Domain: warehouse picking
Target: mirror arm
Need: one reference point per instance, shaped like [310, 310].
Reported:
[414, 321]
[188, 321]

Instructions for the task ▸
Output every one of the rows above again, unchanged and in the same order.

Right answer ▸
Domain: warehouse picking
Target: mirror arm
Need: one reference point per instance, shaped like [310, 310].
Reported:
[414, 321]
[188, 321]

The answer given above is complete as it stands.